Stated task 1
Filter the rows below and copy out every line that contains the string "road", changing nothing in those lines.
+ + +
The consolidation, if approved, would result in an estimated savings of $6.8 million by closing the Dallas Processing and Distribution Center and cutting nearly 1,000 jobs there.

A public meeting on the proposal is scheduled for 7 p.m. Dec. 8 at the Grapevine Convention Center.

Faced with a 20 percent decline in first-class mail since 2006, the Postal Service is exploring ways to cut costs and close a massive operating deficit that resulted in a $5.1 billion loss in the fiscal year that ended Sept. 30.

"I strongly emphasize this is a proposal," Sam Bolen, a Postal Service spokesman in Austin, said Wednesday. "We're looking at all of our mail-processing centers across the country."

As part of the proposed reorganization, all the mail from North Texas that now comes into the Fort Worth Processing and Distribution Center and its counterpart in Dallas to be canceled and sorted would instead go through the Coppell distribution center. Other mail-processing and sorting duties now handled in Dallas would be shifted to Fort Worth.

The changes would result in a net increase of about 460 jobs in Coppell and Fort Worth, Bolen said, and a loss of about 980 in Dallas.
+ + +
Stated task 2
Carry the news story about the proposed Postal Service mail-processing consolidation forward from its final sentence.
+ + +
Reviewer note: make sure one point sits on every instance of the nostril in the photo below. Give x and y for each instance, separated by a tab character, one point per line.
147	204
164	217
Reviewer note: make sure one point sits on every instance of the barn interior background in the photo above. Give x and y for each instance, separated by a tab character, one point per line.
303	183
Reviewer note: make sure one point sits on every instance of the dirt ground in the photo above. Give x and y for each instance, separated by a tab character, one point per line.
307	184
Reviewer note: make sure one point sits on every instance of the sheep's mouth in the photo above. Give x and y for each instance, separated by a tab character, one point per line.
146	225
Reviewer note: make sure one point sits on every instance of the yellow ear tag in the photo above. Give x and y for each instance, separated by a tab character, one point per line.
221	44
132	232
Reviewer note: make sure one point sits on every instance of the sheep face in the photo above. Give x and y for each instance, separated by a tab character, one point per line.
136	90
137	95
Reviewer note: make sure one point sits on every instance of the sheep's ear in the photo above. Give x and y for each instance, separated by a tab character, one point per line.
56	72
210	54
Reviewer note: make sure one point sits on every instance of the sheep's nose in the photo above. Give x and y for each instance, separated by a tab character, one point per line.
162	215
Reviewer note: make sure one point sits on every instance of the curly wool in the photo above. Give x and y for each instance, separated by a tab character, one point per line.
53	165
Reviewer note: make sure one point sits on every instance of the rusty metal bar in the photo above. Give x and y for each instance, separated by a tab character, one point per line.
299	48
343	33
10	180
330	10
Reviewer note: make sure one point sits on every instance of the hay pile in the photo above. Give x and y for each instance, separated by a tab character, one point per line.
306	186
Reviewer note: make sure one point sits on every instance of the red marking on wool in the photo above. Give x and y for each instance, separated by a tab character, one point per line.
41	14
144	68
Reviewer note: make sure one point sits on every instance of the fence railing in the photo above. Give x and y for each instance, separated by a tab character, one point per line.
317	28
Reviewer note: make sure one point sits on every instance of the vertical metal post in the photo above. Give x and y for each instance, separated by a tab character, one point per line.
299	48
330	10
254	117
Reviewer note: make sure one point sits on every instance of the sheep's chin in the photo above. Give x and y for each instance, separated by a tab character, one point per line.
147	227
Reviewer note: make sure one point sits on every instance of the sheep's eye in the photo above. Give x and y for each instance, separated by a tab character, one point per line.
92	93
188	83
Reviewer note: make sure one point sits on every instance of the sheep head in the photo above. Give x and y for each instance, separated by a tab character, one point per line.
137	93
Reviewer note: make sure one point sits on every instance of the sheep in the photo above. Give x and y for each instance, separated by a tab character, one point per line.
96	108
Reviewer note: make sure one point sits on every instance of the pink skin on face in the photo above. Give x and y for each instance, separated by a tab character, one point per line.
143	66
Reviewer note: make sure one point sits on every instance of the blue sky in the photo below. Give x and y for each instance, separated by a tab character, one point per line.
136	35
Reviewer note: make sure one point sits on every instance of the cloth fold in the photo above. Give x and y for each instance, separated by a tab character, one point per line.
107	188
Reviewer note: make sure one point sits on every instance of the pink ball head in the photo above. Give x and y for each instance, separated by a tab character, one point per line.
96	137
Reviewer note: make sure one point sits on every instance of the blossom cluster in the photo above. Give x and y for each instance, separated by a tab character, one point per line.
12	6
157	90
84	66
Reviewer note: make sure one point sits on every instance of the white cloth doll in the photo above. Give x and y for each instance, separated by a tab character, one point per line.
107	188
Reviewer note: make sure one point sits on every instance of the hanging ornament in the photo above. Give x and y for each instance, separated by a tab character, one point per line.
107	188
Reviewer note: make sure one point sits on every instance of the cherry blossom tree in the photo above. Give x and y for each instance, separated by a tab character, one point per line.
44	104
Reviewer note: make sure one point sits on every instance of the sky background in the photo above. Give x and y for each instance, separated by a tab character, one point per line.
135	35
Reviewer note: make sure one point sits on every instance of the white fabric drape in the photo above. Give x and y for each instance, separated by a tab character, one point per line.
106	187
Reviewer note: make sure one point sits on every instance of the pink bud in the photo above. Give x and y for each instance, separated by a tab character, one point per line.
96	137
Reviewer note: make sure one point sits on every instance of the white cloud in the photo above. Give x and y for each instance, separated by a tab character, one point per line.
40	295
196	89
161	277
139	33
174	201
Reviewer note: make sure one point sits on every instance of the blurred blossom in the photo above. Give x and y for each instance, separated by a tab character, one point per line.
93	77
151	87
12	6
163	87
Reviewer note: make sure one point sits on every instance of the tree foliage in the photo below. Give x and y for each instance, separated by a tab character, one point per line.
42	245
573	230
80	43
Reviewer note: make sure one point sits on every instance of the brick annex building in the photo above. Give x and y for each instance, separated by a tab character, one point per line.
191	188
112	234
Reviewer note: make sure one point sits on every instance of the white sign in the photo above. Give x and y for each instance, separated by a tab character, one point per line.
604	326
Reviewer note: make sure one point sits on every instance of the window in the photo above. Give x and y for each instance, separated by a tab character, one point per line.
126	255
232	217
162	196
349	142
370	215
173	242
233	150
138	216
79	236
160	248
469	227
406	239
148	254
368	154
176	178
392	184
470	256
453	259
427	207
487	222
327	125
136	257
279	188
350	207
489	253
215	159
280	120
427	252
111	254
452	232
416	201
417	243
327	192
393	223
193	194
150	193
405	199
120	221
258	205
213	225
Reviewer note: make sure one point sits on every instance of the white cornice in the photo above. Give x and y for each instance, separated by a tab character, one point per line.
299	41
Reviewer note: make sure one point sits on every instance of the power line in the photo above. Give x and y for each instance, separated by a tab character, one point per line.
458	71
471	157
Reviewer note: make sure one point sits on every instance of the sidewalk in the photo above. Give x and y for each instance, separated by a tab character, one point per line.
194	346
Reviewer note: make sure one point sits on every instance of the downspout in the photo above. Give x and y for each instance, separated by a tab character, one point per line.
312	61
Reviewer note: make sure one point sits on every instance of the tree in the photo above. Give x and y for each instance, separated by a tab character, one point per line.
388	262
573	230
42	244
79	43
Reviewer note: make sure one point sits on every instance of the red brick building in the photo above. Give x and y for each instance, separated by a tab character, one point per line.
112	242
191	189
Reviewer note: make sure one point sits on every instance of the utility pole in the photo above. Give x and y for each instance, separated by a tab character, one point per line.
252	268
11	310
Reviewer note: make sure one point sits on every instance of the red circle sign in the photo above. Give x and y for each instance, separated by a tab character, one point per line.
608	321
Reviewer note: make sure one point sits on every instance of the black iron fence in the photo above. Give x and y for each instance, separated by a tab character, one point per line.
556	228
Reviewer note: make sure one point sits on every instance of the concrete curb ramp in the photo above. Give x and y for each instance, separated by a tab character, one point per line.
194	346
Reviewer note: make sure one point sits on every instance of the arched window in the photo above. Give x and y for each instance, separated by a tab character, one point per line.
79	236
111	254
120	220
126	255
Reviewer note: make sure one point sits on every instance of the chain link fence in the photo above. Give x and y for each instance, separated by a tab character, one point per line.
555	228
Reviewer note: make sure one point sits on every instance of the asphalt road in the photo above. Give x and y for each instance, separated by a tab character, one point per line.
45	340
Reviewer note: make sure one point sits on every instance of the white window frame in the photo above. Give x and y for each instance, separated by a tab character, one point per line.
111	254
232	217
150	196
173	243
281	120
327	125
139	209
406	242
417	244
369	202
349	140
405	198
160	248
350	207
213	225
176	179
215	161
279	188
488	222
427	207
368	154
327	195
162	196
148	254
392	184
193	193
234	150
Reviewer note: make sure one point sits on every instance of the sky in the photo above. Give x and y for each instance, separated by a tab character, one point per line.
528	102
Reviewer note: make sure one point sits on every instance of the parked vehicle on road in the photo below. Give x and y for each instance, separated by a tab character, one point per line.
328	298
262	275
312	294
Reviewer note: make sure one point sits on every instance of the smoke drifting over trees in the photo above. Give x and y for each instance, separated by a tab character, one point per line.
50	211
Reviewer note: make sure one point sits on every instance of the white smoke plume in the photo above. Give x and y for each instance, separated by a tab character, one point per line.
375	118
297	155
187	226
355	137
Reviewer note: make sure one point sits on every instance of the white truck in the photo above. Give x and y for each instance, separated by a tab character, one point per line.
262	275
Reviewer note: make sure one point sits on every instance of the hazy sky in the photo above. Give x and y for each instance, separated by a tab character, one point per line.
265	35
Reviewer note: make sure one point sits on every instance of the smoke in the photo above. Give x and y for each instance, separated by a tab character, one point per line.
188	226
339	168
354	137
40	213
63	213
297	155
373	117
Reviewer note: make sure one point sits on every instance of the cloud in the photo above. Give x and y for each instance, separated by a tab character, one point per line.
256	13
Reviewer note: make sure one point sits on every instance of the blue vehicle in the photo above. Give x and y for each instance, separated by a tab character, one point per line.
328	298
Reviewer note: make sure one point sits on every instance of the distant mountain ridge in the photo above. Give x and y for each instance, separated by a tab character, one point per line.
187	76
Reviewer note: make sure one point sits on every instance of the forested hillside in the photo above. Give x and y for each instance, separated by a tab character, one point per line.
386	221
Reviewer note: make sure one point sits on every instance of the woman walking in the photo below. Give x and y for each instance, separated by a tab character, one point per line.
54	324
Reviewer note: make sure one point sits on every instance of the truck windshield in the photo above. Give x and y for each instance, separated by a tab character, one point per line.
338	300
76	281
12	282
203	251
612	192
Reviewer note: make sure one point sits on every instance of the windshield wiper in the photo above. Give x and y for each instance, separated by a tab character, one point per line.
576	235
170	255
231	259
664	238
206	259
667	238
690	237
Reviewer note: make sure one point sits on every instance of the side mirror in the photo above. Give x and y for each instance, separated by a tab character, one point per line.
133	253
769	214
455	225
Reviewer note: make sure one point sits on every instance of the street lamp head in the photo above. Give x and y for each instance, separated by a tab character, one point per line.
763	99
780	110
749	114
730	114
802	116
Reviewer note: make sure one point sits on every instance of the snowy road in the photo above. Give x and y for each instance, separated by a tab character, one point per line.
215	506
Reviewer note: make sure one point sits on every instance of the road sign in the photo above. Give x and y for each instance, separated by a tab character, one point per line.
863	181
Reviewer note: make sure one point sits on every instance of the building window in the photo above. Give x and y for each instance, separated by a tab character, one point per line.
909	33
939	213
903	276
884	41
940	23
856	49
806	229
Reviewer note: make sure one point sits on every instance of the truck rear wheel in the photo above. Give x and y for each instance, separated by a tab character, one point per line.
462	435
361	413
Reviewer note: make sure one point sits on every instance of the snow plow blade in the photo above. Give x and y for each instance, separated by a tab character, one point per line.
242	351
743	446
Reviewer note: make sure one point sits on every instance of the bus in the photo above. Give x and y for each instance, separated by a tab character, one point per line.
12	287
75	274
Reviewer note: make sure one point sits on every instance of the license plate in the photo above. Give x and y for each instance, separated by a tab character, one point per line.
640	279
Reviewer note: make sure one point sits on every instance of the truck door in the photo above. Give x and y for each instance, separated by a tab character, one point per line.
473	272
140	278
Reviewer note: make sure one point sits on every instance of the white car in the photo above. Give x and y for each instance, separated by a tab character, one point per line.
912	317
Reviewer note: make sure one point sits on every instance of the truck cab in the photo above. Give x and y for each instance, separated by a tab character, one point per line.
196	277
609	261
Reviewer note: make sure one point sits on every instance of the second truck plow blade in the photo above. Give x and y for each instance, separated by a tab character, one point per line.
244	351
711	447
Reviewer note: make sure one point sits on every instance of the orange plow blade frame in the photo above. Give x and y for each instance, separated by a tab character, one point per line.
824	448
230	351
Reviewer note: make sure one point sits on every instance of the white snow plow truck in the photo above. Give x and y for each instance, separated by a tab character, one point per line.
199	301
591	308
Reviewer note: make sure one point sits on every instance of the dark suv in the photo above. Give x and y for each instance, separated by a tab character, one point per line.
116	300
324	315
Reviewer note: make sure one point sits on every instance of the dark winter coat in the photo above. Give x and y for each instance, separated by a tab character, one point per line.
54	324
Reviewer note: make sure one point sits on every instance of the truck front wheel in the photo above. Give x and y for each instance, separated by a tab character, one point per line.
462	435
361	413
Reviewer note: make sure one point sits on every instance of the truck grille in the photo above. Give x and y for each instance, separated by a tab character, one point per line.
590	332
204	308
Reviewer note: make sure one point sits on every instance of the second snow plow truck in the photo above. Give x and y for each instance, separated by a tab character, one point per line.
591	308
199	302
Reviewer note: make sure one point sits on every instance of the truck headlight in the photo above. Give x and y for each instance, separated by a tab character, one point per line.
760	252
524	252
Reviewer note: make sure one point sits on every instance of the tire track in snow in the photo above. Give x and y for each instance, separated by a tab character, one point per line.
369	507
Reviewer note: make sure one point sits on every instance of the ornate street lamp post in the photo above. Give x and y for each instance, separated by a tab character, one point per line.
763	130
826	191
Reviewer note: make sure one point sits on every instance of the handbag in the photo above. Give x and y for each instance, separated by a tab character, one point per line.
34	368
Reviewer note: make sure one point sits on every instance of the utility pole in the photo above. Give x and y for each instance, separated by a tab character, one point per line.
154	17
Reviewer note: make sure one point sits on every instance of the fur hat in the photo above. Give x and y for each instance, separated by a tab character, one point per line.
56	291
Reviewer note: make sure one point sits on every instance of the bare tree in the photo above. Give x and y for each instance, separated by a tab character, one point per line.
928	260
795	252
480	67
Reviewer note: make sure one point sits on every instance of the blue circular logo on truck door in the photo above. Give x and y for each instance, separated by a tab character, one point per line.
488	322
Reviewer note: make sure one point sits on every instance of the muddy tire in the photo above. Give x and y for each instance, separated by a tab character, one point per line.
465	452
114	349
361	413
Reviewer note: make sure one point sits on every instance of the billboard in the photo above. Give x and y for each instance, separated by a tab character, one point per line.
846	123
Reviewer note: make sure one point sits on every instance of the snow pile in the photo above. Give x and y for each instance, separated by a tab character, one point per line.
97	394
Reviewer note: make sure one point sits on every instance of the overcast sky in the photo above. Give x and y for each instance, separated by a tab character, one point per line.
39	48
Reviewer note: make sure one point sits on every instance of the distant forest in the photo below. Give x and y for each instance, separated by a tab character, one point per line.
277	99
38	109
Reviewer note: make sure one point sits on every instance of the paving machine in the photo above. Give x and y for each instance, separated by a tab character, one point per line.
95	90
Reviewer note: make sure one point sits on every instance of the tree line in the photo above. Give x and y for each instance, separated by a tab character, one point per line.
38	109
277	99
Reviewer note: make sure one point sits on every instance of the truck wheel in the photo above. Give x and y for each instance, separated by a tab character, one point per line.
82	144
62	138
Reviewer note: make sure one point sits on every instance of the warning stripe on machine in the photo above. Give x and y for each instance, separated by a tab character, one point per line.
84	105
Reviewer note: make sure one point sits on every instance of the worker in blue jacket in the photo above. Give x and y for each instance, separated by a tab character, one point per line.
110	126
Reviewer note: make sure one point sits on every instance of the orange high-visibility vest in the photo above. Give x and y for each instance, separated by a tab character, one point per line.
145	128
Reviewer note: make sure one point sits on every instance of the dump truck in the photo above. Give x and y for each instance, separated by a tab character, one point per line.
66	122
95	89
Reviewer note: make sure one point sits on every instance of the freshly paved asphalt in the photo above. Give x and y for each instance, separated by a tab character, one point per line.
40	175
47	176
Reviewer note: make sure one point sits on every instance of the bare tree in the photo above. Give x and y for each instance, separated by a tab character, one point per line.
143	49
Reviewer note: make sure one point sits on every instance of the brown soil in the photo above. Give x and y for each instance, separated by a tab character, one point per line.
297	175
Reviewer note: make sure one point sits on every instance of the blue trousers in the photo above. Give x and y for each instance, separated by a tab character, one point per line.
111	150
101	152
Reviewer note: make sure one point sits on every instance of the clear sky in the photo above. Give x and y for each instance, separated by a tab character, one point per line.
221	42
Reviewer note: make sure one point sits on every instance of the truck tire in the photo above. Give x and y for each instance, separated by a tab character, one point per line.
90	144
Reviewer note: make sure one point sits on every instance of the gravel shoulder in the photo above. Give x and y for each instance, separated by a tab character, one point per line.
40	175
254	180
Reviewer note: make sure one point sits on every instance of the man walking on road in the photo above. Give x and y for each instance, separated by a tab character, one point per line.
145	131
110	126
+ + +
Task result 1
Reviewer note: make sure one point sits on every instance of the asphalt road in the photo above. Give x and y for each instance, separated by a tab character, one point per line.
Reviewer note: make sure one point sits on every instance of the parked vehicle on road in the photo below. Give x and y for each instance, separated by a tab character, one point per line.
Reviewer note: make sure one point sits on every instance of the snowy road in the photo above. Give x and y for each instance, separated by a tab character, one point per line.
Reviewer note: make sure one point sits on every instance of the road sign in the photo above. Give x and y for each instance, separated by a tab character, one point per line.
Reviewer note: make sure one point sits on every instance of the man walking on road in the photo above. Give x and y for each instance, separated by a tab character, one point per line.

Task result 2
Bolen said it's too early to know how many new jobs would be created at each facility. The Fort Worth facility, at 4600 Mark IV Parkway, has 1,224 employees.

To help close the operating deficit, postal officials are trying to reorganize the entire system.

They want Congress' permission to reduce mail delivery to five days a week and close many smaller post offices and other facilities. Although the Postal Service does not receive any direct U.S. funds appropriated by Congress, it does cover its losses by borrowing from the U.S. Treasury.

One result of the proposed changes in Dallas-Fort Worth would be that first-class mail would go from next-day delivery to two-day delivery in a roughly 200-mile radius.

Bolen said that if the proposal is adopted, it would likely be implemented in mid-2012.